• **Task details**:
Scan the data beneath this task and copy each line that includes "query".

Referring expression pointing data
%%
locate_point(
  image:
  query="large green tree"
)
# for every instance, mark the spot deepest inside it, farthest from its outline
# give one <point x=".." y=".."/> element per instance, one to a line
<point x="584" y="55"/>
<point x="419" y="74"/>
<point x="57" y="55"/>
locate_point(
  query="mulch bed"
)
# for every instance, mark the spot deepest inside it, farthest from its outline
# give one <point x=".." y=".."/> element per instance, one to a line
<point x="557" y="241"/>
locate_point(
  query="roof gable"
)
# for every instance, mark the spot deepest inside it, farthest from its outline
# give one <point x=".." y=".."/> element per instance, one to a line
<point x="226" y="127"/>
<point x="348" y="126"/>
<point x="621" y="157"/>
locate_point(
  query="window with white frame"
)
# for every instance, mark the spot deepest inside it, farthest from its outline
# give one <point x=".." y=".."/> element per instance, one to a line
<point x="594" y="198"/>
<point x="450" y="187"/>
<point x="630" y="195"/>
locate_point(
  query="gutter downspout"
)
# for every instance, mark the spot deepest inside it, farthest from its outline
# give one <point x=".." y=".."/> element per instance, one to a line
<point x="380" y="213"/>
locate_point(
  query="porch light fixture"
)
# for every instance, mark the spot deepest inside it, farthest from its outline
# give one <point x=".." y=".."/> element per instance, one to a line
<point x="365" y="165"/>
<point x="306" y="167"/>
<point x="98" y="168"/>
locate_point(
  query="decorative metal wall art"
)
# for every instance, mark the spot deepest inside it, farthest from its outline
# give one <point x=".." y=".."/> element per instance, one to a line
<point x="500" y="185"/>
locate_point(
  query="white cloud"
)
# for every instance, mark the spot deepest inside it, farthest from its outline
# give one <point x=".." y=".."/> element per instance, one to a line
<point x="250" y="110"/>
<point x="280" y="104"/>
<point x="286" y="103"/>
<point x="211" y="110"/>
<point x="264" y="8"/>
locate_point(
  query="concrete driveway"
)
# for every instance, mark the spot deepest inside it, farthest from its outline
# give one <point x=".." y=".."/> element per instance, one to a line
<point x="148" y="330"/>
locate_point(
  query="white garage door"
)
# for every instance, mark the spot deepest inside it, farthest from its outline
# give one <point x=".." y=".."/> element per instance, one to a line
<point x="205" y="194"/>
%%
• **Result below**:
  query="large green tree"
  query="mulch bed"
  query="roof gable"
  query="window with white frame"
  query="gutter downspout"
  query="porch light fixture"
  query="decorative metal wall art"
  query="white cloud"
  query="concrete driveway"
  query="white garage door"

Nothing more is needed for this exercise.